WHAT IS ASKED: Pull out every line of the records that contains the string "target", and copy each of those lines in full.

....

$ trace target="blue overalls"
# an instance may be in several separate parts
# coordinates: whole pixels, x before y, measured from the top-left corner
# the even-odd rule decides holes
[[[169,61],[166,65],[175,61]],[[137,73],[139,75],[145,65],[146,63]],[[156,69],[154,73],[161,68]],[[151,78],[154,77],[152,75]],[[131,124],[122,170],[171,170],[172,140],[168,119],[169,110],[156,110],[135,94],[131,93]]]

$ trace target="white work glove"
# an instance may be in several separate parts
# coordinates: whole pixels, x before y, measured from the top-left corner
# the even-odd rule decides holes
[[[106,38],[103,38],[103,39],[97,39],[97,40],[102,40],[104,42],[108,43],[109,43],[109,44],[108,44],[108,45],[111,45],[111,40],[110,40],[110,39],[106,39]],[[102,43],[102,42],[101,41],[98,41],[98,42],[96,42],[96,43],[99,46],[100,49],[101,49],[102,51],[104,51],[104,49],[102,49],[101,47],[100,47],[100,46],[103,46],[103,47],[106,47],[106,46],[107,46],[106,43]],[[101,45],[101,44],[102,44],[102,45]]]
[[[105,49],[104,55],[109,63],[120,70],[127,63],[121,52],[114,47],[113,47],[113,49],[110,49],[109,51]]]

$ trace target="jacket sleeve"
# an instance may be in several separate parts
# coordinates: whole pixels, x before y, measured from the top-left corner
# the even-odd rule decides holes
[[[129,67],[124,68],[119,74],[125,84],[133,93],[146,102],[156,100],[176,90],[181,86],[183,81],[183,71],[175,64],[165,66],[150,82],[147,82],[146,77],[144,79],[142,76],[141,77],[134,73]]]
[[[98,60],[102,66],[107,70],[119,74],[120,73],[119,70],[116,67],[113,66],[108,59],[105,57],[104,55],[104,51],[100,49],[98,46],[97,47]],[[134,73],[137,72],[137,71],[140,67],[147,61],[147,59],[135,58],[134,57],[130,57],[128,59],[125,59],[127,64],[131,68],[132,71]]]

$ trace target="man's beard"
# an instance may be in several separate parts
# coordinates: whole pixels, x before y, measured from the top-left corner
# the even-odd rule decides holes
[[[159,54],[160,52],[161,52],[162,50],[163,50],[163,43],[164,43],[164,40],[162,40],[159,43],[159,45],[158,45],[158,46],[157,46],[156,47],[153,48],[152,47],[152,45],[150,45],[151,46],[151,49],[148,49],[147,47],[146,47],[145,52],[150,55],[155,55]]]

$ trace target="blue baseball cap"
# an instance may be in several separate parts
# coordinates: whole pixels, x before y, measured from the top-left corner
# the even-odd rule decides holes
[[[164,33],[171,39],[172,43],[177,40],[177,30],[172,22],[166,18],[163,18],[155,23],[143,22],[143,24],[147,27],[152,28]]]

....

ANSWER TO THIS EXERCISE:
$ trace target="blue overalls"
$ trace target="white work glove"
$ trace target="jacket sleeve"
$ trace target="man's beard"
$ trace target="blue baseball cap"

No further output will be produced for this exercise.